- STATED EXERCISE A -
Please put the lines of the entries into a numbered list, starting with the line that contains "segment: bear snout" and going on through the last line of the entries. Leave out blank lines.
── EXCERPT PROVIDED ──
LEGISLATIVE BUDGET BOARD
Austin, Texas
 
FISCAL NOTE, 82ND LEGISLATIVE REGULAR SESSION
 
March 15, 2011

TO:
Honorable Richard Pena Raymond, Chair, House Committee on Human Services
 
FROM:
John S O'Brien, Director, Legislative Budget Board
 
IN RE:
HB1709 by Dukes (Relating to the creation of the individual development account program to provide savings incentives and opportunities for certain foster children to pursue home ownership, postsecondary education, and business development.), As Introduced



Estimated Two-year Net Impact to General Revenue Related Funds for HB1709, As Introduced: a negative impact of ($1,472,100) through the biennium ending August 31, 2013.

The bill would make no appropriation but could provide the legal basis for an appropriation of funds to implement the provisions of the bill.



Fiscal Year Probable Net Positive/(Negative) Impact to General Revenue Related Funds
2012 ($736,050)
2013 ($736,050)
2014 ($736,050)
2015 ($736,050)
2016 ($736,050)




Fiscal Year Probable Savings/(Cost) from
General Revenue Fund
1
2012 ($736,050)
2013 ($736,050)
2014 ($736,050)
2015 ($736,050)
2016 ($736,050)
───
── MATERIAL FOR THIS EXERCISE ──
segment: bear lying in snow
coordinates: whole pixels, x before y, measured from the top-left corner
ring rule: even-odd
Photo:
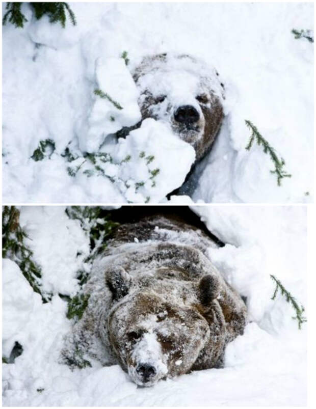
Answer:
[[[142,119],[169,123],[194,148],[196,161],[210,149],[223,118],[218,75],[197,59],[170,53],[145,57],[134,72]]]
[[[217,247],[195,227],[164,216],[120,226],[85,285],[88,307],[64,361],[118,363],[142,386],[222,367],[247,313],[208,258]]]

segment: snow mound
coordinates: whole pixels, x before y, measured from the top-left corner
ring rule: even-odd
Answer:
[[[83,158],[71,165],[80,168],[82,178],[96,175],[99,189],[104,178],[111,180],[126,201],[156,203],[181,186],[195,158],[190,145],[163,123],[148,118],[117,144],[104,145],[92,165]]]
[[[23,3],[28,20],[23,29],[3,27],[4,200],[126,200],[109,181],[98,188],[99,177],[69,177],[60,155],[67,147],[81,154],[84,148],[95,150],[103,138],[109,144],[110,130],[137,122],[136,91],[127,71],[144,56],[167,52],[205,60],[216,67],[225,86],[225,123],[199,169],[192,201],[312,202],[313,48],[291,32],[312,30],[312,4],[205,3],[181,8],[173,3],[74,3],[71,7],[75,26],[68,23],[63,29],[49,24],[47,17],[35,20]],[[128,70],[120,58],[124,50]],[[177,100],[195,89],[194,75],[170,73]],[[123,84],[128,92],[122,92]],[[161,86],[152,84],[157,90]],[[94,96],[96,86],[123,109]],[[292,177],[283,179],[281,186],[262,147],[246,150],[250,133],[245,120],[285,159]],[[34,162],[30,157],[47,139],[55,141],[55,152],[50,159]]]
[[[8,357],[15,341],[23,350],[14,363],[3,365],[4,405],[306,404],[307,325],[298,329],[292,318],[293,310],[279,293],[274,301],[271,299],[274,286],[269,277],[275,274],[306,306],[306,209],[195,206],[194,210],[213,233],[229,243],[210,248],[209,256],[225,279],[247,296],[253,321],[244,335],[227,345],[225,367],[162,380],[148,388],[138,387],[118,365],[102,368],[95,361],[91,368],[71,371],[58,363],[64,346],[63,337],[71,328],[66,317],[66,303],[55,295],[51,302],[42,304],[17,266],[5,260],[3,352]],[[45,234],[47,226],[41,215],[44,212],[48,212],[47,221],[58,228],[54,240],[51,231]],[[44,281],[51,280],[50,264],[64,266],[66,254],[61,251],[59,242],[71,242],[77,234],[77,248],[84,249],[87,244],[75,221],[67,224],[55,207],[22,207],[20,220],[28,227],[31,239],[28,244],[35,261],[46,257],[42,264]],[[63,224],[68,228],[61,228]],[[64,268],[65,279],[69,285],[72,282],[75,291],[72,268],[81,259],[70,249],[66,254],[69,268]]]
[[[108,135],[135,125],[142,118],[139,93],[123,58],[99,58],[95,75],[96,90],[108,97],[95,95],[86,123],[81,120],[76,127],[83,152],[97,152]]]

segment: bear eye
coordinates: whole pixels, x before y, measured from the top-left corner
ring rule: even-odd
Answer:
[[[166,95],[160,95],[157,98],[155,98],[155,104],[160,104],[163,102],[166,99]]]
[[[142,334],[140,332],[130,331],[130,332],[127,333],[127,335],[129,341],[136,341],[140,338]]]
[[[207,104],[208,102],[207,96],[205,94],[202,94],[201,95],[198,95],[197,97],[196,97],[196,99],[201,104]]]

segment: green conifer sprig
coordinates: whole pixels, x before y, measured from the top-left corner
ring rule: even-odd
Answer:
[[[21,3],[7,2],[6,6],[8,10],[2,20],[2,23],[6,24],[8,20],[16,27],[23,28],[23,23],[28,20],[21,12]],[[66,3],[30,3],[33,8],[34,15],[37,20],[39,20],[44,14],[46,14],[49,19],[49,22],[60,22],[63,28],[66,26],[66,13],[68,13],[69,18],[73,25],[76,24],[75,16],[71,9]]]
[[[113,104],[114,106],[116,108],[117,108],[118,110],[123,109],[123,107],[120,105],[118,102],[117,102],[116,101],[115,101],[114,99],[113,99],[108,94],[107,94],[106,92],[103,92],[101,90],[96,88],[93,92],[96,95],[100,97],[100,98],[107,99],[108,101],[110,101],[110,102]]]
[[[306,38],[310,43],[314,42],[314,37],[311,30],[300,30],[299,31],[295,30],[295,29],[293,29],[291,32],[294,35],[295,38]]]
[[[273,281],[275,283],[275,289],[274,290],[274,292],[273,293],[273,295],[272,296],[271,299],[275,299],[277,293],[278,292],[278,290],[279,289],[281,294],[282,295],[283,295],[285,297],[285,299],[287,303],[289,303],[292,306],[293,308],[295,310],[295,312],[296,313],[296,316],[295,317],[293,317],[292,318],[294,319],[297,319],[299,325],[299,329],[300,330],[301,328],[302,324],[303,322],[306,322],[307,320],[306,318],[303,316],[303,313],[304,313],[305,309],[304,307],[301,305],[301,307],[299,306],[296,300],[293,297],[293,296],[291,294],[291,293],[288,291],[284,287],[282,283],[279,280],[278,280],[272,274],[270,274],[270,277],[272,279]]]
[[[25,246],[28,235],[19,225],[20,212],[15,206],[5,206],[2,213],[2,257],[15,261],[35,292],[43,303],[49,301],[51,294],[41,288],[41,269],[33,259],[33,252]]]
[[[42,160],[45,156],[50,159],[55,149],[55,143],[52,139],[40,141],[38,148],[35,149],[31,157],[36,162]]]
[[[8,21],[18,27],[22,28],[23,23],[28,20],[24,14],[21,12],[21,3],[7,3],[6,10],[7,10],[2,19],[2,24],[5,25]]]
[[[264,148],[264,152],[265,153],[268,153],[271,158],[271,160],[274,163],[275,169],[274,171],[270,171],[271,173],[275,174],[277,178],[278,186],[281,186],[281,180],[283,178],[290,178],[292,176],[289,173],[287,173],[283,169],[283,166],[285,165],[285,162],[282,158],[279,158],[275,153],[274,148],[273,148],[269,143],[268,141],[261,135],[256,127],[253,124],[248,121],[245,120],[246,125],[252,131],[251,135],[249,140],[249,142],[246,147],[247,150],[250,150],[254,141],[256,141],[257,144],[260,146],[262,145]]]
[[[123,51],[122,53],[122,55],[121,56],[122,59],[123,59],[124,61],[125,61],[125,65],[128,65],[128,63],[129,62],[129,60],[127,58],[127,51]]]

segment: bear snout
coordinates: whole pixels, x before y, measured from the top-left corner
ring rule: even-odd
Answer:
[[[200,114],[192,105],[179,106],[175,112],[174,116],[177,122],[185,125],[192,125],[200,119]]]
[[[145,384],[152,379],[157,373],[157,370],[150,364],[139,364],[136,368],[136,372]]]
───
- STATED EXERCISE B -
According to the fiscal note, what is the individual development account program that HB1709 would create meant to do?

- WRITTEN SOLUTION A -
1. segment: bear snout
2. coordinates: whole pixels, x before y, measured from the top-left corner
3. ring rule: even-odd
4. Answer:
5. [[[200,114],[192,105],[179,106],[175,112],[174,116],[177,122],[185,125],[192,125],[200,119]]]
6. [[[145,384],[152,379],[157,373],[157,370],[150,364],[139,364],[136,368],[136,372]]]

- WRITTEN SOLUTION B -
The program is meant to give certain foster children savings incentives and opportunities to pursue home ownership, postsecondary education, and business development.